WORK TO BE COMPLETED: Exactly and only the lines from the one containing "# test: point at every instance of the yellow water" through the close of the entries below are to be set down.
----- PROVIDED MATERIAL -----
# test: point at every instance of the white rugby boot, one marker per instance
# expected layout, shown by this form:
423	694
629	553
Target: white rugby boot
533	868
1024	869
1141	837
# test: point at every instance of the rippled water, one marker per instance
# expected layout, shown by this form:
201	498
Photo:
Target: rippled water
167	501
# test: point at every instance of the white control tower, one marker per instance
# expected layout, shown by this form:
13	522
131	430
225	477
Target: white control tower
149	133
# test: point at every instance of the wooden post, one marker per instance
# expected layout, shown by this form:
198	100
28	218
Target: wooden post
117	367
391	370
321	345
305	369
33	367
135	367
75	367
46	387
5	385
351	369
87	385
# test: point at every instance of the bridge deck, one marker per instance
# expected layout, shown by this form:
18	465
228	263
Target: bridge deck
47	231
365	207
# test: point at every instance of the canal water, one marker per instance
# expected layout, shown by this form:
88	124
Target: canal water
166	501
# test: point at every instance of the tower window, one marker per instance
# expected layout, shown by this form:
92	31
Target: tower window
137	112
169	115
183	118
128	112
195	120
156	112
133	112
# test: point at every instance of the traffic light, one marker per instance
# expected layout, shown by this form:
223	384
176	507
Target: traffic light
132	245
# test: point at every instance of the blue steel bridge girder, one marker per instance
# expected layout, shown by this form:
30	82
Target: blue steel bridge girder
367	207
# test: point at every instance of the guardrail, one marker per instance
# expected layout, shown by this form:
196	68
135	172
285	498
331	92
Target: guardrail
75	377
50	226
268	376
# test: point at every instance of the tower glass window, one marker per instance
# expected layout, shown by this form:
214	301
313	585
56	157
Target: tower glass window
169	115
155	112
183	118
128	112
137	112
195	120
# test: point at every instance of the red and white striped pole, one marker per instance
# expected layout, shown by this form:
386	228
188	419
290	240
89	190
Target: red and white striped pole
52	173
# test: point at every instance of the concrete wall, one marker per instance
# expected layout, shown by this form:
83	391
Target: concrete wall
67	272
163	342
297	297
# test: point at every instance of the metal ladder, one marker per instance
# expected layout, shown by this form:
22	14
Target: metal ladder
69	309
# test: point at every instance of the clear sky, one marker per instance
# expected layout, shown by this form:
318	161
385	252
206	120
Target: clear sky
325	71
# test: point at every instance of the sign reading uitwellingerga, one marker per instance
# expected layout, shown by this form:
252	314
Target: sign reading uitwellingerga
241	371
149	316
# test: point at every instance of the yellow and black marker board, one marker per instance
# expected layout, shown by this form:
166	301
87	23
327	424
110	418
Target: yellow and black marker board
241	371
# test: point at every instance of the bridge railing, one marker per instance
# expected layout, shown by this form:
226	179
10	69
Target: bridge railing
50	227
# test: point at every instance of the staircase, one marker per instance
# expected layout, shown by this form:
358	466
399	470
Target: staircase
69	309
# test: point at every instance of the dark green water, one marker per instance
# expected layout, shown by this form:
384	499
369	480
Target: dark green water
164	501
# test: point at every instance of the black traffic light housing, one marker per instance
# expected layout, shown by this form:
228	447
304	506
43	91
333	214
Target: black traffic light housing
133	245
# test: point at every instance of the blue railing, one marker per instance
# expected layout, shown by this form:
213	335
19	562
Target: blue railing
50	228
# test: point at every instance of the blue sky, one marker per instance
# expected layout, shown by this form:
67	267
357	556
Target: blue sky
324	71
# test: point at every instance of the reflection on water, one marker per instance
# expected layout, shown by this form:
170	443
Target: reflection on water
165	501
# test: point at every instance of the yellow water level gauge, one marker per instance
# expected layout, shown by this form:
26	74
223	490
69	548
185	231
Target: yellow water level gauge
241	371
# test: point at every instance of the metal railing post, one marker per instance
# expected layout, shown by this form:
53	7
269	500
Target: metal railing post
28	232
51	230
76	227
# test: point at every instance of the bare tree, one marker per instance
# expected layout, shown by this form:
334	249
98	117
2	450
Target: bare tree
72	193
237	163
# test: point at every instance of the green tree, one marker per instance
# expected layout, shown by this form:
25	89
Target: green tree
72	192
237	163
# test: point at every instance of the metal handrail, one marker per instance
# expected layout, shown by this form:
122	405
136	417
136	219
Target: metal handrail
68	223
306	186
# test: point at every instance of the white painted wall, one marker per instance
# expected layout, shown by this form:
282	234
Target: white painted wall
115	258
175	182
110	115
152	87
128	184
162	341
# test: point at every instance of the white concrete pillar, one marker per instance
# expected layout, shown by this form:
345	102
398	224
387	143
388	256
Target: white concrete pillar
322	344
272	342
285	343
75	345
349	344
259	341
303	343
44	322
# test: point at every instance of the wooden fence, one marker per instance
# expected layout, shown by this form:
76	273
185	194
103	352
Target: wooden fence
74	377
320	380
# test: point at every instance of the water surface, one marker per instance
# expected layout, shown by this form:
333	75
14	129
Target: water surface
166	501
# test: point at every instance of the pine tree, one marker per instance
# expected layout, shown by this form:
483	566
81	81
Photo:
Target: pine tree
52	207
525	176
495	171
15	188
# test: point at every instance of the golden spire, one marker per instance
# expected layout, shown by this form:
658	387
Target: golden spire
-----
SOLUTION:
# test: point at every instance of the yellow water level gauge, one marker per instance
# expected layout, shown by this form:
26	74
223	490
69	548
185	231
Target: yellow water level gauge
241	371
# test: point at every instance of the metal railing post, one marker per instance
# expected layout, shown by this form:
53	7
269	500
Target: metal railing post
28	232
51	230
76	227
# test: point at every instance of the bare tree, one marker per instance
# expected layout, shown by this form:
334	249
98	117
2	450
Target: bare tree
72	193
237	163
# test: point at every instance of the green tree, one marker per instance
# expected layout, shown by this form:
25	89
Target: green tree
72	192
237	163
# test: point at every instance of the metal handrail, one marker per instance
# expected layout, shown by this form:
122	405
136	417
136	219
Target: metal handrail
68	223
306	186
# test: point at every instance of the white painted wall, one marker per instance
# expected layout, shown by this form:
282	234
Target: white painted wall
115	258
175	182
110	115
152	87
128	184
162	341
# test: point at every instance of the white concrete pillar, one marker per instance
# expected layout, shown by this form:
345	102
398	224
387	143
388	256
Target: white concrete pillar
322	344
272	342
285	343
75	345
349	344
259	341
303	343
44	322
# test: point at every instance of the wooden fence, one marker per instance
# expected layout, shown by this form:
76	273
185	194
103	352
Target: wooden fence
74	377
320	380
# test: point at every instance of the water surface, one marker per instance
# expected layout, shown by this form:
333	75
14	129
Target: water surface
166	501
# test: point at every instance of the pine tree, one marker per instance
# expected layout, shown by this form:
483	566
81	81
Photo:
Target: pine tree
52	207
525	176
495	171
15	188
# test: point at every instance of the golden spire, one marker per instance
# expected layout, shown by this form:
658	387
Target: golden spire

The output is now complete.